§ Direction
Exactly reproduce the lines from the line that has "Task: annotate the window frame" down to the last line of the entries, inclusive.

§ Dataset extract
■ ■ ■ ■
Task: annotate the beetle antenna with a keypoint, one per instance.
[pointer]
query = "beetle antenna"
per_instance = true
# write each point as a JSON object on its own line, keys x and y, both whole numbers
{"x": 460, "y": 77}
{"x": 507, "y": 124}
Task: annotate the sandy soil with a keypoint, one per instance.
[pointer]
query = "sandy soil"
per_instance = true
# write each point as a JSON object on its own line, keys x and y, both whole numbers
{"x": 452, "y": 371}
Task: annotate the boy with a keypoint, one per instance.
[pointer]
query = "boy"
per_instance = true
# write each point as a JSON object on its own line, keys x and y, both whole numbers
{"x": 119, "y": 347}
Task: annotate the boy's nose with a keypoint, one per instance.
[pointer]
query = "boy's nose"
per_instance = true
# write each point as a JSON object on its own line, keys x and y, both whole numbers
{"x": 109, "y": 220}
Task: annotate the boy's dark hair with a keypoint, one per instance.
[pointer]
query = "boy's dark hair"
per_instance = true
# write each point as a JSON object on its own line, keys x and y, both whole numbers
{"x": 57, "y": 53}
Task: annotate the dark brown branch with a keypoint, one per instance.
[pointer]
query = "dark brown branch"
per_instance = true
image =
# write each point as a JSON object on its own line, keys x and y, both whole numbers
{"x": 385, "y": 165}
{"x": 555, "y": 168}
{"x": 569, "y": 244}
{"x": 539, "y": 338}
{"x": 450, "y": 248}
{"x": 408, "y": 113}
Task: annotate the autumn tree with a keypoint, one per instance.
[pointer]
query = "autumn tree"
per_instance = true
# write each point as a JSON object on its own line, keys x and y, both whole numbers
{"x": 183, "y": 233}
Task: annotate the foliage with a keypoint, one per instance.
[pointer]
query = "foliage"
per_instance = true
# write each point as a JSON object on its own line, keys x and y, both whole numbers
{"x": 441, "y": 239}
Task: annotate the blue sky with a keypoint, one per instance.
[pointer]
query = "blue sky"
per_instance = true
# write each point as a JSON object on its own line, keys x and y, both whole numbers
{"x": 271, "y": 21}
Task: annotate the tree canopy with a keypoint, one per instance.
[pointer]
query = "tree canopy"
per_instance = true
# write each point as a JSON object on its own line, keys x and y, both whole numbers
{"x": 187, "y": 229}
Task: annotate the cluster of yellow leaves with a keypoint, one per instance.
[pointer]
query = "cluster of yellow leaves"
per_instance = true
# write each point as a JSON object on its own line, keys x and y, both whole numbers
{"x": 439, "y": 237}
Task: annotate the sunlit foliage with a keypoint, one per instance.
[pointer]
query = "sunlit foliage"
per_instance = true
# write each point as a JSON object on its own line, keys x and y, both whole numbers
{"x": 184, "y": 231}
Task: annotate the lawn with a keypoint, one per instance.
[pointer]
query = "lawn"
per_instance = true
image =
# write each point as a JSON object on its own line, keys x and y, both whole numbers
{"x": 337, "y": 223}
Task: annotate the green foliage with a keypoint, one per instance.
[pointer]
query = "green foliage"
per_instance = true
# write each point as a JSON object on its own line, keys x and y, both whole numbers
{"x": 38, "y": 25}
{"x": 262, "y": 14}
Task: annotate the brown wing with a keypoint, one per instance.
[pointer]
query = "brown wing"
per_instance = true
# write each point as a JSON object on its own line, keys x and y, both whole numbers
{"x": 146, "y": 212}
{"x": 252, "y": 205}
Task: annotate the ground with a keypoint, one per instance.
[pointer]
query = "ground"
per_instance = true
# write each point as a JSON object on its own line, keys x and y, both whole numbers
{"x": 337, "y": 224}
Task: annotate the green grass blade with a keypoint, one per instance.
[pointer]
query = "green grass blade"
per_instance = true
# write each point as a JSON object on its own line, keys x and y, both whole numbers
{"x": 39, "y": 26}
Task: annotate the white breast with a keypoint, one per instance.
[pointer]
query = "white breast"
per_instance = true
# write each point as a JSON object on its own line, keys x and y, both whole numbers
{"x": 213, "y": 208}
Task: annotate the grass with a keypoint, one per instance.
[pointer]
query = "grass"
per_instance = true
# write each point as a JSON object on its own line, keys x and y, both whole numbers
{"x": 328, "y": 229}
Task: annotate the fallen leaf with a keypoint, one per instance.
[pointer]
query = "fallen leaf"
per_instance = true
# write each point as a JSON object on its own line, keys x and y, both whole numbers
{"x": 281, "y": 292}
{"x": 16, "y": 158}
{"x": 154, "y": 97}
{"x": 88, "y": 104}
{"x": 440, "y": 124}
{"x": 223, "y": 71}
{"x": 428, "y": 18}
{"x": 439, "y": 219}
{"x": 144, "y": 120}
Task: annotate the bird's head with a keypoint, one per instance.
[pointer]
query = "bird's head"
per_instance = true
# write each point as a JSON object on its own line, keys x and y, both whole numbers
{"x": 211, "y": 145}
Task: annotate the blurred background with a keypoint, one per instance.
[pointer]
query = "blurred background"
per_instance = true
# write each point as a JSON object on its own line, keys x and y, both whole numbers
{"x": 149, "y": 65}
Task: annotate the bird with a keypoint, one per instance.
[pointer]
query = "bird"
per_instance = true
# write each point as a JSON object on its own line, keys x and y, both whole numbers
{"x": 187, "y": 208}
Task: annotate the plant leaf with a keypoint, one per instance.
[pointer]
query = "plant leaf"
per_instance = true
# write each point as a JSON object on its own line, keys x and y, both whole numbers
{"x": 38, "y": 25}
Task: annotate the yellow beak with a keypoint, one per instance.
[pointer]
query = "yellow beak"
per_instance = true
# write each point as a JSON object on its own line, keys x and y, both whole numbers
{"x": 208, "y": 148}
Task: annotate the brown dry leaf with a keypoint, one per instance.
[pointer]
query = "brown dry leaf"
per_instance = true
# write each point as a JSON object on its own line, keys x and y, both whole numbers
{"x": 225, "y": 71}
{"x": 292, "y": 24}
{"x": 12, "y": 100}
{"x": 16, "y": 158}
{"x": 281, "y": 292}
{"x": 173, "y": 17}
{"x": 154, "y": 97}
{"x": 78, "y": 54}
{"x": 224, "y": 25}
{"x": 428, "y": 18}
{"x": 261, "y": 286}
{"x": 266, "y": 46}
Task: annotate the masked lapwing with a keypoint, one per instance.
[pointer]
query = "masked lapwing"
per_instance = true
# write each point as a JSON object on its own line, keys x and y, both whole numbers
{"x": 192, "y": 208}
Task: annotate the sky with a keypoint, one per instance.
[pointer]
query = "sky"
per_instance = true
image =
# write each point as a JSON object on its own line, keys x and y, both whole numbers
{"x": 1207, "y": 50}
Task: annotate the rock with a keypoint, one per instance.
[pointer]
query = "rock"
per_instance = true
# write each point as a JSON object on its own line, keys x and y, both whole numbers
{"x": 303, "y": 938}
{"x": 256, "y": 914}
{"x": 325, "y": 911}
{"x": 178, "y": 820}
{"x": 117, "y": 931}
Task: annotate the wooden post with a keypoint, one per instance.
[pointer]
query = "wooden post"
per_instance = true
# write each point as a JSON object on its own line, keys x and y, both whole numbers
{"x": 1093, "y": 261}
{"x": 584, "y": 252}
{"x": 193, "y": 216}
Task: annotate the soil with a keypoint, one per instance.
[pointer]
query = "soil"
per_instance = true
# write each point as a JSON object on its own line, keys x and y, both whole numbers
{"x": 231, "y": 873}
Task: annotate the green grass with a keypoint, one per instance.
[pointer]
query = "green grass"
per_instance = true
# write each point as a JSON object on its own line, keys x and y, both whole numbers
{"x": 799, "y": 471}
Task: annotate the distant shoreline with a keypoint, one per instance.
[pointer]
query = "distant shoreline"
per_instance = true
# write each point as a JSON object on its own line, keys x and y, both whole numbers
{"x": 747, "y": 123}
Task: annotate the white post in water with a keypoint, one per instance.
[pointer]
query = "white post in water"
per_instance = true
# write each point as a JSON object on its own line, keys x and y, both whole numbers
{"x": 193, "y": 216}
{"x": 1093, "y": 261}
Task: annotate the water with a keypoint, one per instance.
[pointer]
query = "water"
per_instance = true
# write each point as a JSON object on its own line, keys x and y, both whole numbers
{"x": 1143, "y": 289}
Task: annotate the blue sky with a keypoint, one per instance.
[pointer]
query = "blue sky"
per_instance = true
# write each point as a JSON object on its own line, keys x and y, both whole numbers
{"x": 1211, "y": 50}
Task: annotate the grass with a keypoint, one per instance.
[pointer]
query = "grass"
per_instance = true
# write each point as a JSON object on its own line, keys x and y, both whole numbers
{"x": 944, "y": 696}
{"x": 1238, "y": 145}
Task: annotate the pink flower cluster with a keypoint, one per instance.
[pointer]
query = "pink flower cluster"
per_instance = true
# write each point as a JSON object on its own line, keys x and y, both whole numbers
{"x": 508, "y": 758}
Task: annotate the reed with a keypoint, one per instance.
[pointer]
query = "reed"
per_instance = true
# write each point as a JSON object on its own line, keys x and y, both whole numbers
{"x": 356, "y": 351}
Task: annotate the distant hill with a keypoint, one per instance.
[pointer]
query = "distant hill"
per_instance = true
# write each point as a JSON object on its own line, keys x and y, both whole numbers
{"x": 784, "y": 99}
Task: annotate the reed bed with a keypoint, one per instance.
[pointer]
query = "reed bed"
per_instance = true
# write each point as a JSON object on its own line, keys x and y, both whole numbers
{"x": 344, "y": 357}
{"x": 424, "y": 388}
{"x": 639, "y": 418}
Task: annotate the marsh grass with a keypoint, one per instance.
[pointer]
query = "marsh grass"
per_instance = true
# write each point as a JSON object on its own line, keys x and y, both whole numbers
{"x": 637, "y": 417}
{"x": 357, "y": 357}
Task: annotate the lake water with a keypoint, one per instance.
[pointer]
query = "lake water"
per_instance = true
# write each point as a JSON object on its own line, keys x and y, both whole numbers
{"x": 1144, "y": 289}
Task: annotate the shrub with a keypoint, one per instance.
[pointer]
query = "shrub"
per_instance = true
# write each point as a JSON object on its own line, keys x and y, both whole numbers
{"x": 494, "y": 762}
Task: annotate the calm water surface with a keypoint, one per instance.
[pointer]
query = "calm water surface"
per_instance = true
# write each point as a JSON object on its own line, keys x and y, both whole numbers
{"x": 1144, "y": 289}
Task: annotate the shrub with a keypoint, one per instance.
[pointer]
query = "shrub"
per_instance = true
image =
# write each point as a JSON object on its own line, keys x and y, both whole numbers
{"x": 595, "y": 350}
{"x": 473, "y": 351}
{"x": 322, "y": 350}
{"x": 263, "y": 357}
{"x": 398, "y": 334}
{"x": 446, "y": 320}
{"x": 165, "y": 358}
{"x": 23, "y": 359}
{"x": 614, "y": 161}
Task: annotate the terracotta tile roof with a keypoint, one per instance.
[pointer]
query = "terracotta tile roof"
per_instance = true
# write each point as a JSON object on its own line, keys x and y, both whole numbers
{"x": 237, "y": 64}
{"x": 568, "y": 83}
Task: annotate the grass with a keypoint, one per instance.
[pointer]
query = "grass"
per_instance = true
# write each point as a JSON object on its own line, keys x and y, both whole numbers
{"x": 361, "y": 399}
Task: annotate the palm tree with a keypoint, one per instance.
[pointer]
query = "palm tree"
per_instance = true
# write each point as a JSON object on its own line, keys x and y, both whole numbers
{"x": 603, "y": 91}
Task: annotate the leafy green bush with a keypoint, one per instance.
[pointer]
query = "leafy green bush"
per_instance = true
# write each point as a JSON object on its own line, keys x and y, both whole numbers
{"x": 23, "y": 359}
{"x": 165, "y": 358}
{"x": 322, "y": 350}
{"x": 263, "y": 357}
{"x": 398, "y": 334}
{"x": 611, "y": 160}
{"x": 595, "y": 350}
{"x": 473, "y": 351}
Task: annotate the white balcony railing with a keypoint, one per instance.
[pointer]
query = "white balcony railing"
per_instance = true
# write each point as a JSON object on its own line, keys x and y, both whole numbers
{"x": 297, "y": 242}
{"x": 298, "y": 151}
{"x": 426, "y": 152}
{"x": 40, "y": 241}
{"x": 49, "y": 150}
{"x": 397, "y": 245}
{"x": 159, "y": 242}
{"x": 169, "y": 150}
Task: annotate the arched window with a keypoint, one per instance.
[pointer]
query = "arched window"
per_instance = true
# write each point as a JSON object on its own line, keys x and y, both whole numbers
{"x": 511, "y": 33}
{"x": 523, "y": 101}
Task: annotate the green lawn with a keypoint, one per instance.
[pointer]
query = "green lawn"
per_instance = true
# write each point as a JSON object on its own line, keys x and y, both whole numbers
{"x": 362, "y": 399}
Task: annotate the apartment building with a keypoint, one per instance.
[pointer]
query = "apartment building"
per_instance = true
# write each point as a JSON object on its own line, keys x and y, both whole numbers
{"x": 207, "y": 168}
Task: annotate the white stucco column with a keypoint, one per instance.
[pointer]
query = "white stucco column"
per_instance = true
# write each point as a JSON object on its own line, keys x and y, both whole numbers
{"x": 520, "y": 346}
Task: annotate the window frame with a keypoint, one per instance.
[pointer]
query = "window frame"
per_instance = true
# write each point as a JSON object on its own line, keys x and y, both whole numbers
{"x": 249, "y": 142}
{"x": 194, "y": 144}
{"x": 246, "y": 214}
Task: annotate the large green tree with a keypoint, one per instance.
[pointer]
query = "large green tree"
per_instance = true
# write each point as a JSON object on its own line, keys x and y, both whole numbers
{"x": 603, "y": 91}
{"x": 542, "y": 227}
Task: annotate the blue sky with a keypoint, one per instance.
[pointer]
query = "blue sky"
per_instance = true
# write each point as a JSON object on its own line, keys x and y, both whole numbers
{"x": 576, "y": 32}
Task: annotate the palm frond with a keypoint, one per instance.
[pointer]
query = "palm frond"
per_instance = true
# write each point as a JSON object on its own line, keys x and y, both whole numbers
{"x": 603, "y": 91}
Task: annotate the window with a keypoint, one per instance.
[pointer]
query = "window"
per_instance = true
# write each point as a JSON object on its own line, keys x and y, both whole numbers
■ ■ ■ ■
§ Result
Task: annotate the window frame with a keypoint, one per instance.
[pointer]
query = "window frame"
per_instance = true
# write each point as a JSON object on its own line, keys x and y, both whole numbers
{"x": 249, "y": 142}
{"x": 194, "y": 144}
{"x": 246, "y": 214}
Task: annotate the large green tree with a keypoint, one per instance.
[pointer]
query = "large green tree"
per_instance = true
# write each point as a JSON object on its own line, keys x and y, both whole numbers
{"x": 603, "y": 91}
{"x": 542, "y": 227}
Task: annotate the blue sky with a keypoint, one per instance.
[pointer]
query = "blue sky"
per_instance = true
# write each point as a JSON object on its own line, keys x and y, both whole numbers
{"x": 576, "y": 32}
Task: annotate the palm frond with a keypoint, one per instance.
[pointer]
query = "palm frond"
per_instance = true
# write each point as a JSON object on its own line, keys x and y, both whole numbers
{"x": 603, "y": 91}
Task: annotate the window with a keypoint, one per instance.
[pointer]
query = "window"
per_instance = true
# write each point as a JSON object on its own line, keys x and y, both whole numbers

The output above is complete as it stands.